_INSTRUÇÕES DE TRABALHO:_
1) Substitua "treino" por "treinamento" no trecho da reportagem que vai de "Demorou um pouco, mas" a "em seu objetivo." e reescreva esse trecho.
2) Segundo a reportagem, em que ano a Federação Paranaense de Futsal impediu Bia de disputar a competição estadual com os meninos?

_REPORTAGEM:_
-----
Há quase um ano jogando pela Ferroviária/SP, a maringaense Beatriz Ferreira da Silva ou apenas Bia, tem 13 anos de idade e iniciou no futebol com apenas sete quando já se destacava com a bola no pé. Com a vontade e talento de Bia florescendo para treinar futebol, começou a batalha da família para conseguir um espaço em treinamentos na cidade, visto que não existia categoria feminina para que ela pudesse jogar. Assim os pais a levava para treinar com os meninos, no entanto encontravam muita resistência, pois algumas pessoas não aceitavam que ela treinasse no meio dos garotos.
Demorou um pouco, mas Bia finalmente conseguiu iniciar seu tão sonhado treino com bola. Começou com aulas de futsal no Centro Esportivo Três Lagoas e logo após no futebol do Projeto Social Índio (PSI), em Maringá. Passou por diversas equipes da região e foi conquistando seu espaço, sempre focada em seu objetivo.
Em 2021, Bia enfrentou um grande desafio em que treinadores, familiares, amigos abraçaram a uma causa. Ela foi impedida pela Federação Paranaense de Futsal de disputar a competição estadual com os meninos após já ter jogado duas partidas com a equipe do Itambé/PR (42 km de Maringá). Para que a atleta pudesse voltar a fazer o que mais ama foi realizada uma campanha a nível nacional pedindo a liberação para que Bia voltasse a atuar no campeonato, já que não existia a categoria sub-12 entre as meninas no Paraná. Após pressão, adiamento de partida, divulgação do caso em jornais, TV, internet e redes sociais, enfim a Federação autorizou e Bia pôde participar da competição levando pela primeira vez a cidade ao título paranaense.
PALAVRAS DA CRAQUE
A atual camisa 10 da equipe sub-14 da Ferroviária/SP, comenta que a vontade de jogar futebol chegou ao observar seu pai atuando e que o incentivo partiu primeiramente dos pais e logo depois a família como um todo. Bia também salienta as dificuldades que enfrentou e do sonho realizado após ter feito teste e passado a treinar com as meninas, já que até então, tivera que disputar espaço nos campos e quadras com meninos. “Foi muito difícil porque querendo ou não os meninos são bem mais fortes, tem mais resistência, mas apareceu uma oportunidade de fazer um teste na Ferroviária. Agora estou vivendo um sonho porque jogar comas meninas foi tudo que eu sempre quis”.
-----
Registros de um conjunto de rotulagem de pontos

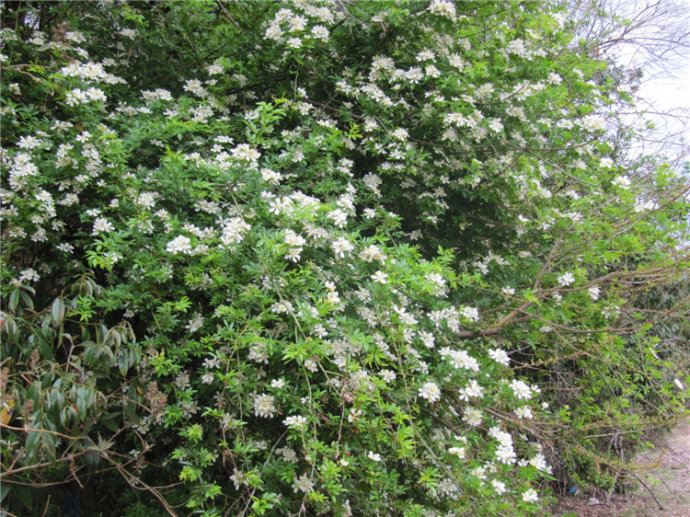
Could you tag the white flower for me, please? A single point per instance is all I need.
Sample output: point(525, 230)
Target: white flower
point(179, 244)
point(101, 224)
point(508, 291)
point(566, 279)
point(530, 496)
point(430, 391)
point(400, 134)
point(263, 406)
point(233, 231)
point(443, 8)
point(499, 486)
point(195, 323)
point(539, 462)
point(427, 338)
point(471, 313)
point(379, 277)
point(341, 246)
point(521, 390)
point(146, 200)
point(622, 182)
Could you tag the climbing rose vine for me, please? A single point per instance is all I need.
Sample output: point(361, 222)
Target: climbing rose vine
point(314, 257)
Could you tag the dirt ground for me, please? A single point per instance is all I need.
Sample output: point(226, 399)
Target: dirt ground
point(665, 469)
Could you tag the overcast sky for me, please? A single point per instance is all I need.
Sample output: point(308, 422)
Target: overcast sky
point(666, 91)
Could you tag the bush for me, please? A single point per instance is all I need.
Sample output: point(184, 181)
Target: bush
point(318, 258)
-----
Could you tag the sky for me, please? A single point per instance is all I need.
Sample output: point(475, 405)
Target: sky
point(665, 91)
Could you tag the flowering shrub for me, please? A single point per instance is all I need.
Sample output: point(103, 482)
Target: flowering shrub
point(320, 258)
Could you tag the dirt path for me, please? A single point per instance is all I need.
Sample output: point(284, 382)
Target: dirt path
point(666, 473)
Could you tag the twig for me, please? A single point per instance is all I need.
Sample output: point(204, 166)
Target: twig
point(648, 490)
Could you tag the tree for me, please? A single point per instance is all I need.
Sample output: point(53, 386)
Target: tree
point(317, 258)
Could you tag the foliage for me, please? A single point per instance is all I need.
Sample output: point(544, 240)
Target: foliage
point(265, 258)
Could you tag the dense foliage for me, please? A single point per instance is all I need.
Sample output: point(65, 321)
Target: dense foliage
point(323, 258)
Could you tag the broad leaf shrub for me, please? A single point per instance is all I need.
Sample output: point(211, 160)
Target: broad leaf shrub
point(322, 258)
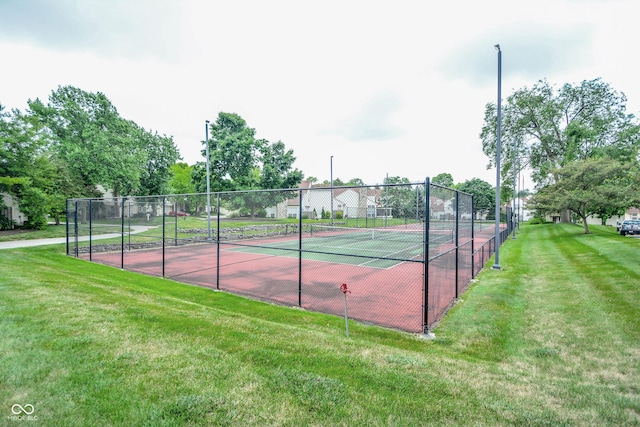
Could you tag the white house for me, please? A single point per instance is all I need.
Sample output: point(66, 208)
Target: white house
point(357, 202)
-----
_RESPOSTAS ÀS TAREFAS:_
1)
Demorou um pouco, mas Bia finalmente conseguiu iniciar seu tão sonhado treinamento com bola. Começou com aulas de futsal no Centro Esportivo Três Lagoas e logo após no futebol do Projeto Social Índio (PSI), em Maringá. Passou por diversas equipes da região e foi conquistando seu espaço, sempre focada em seu objetivo.

2) Em 2021.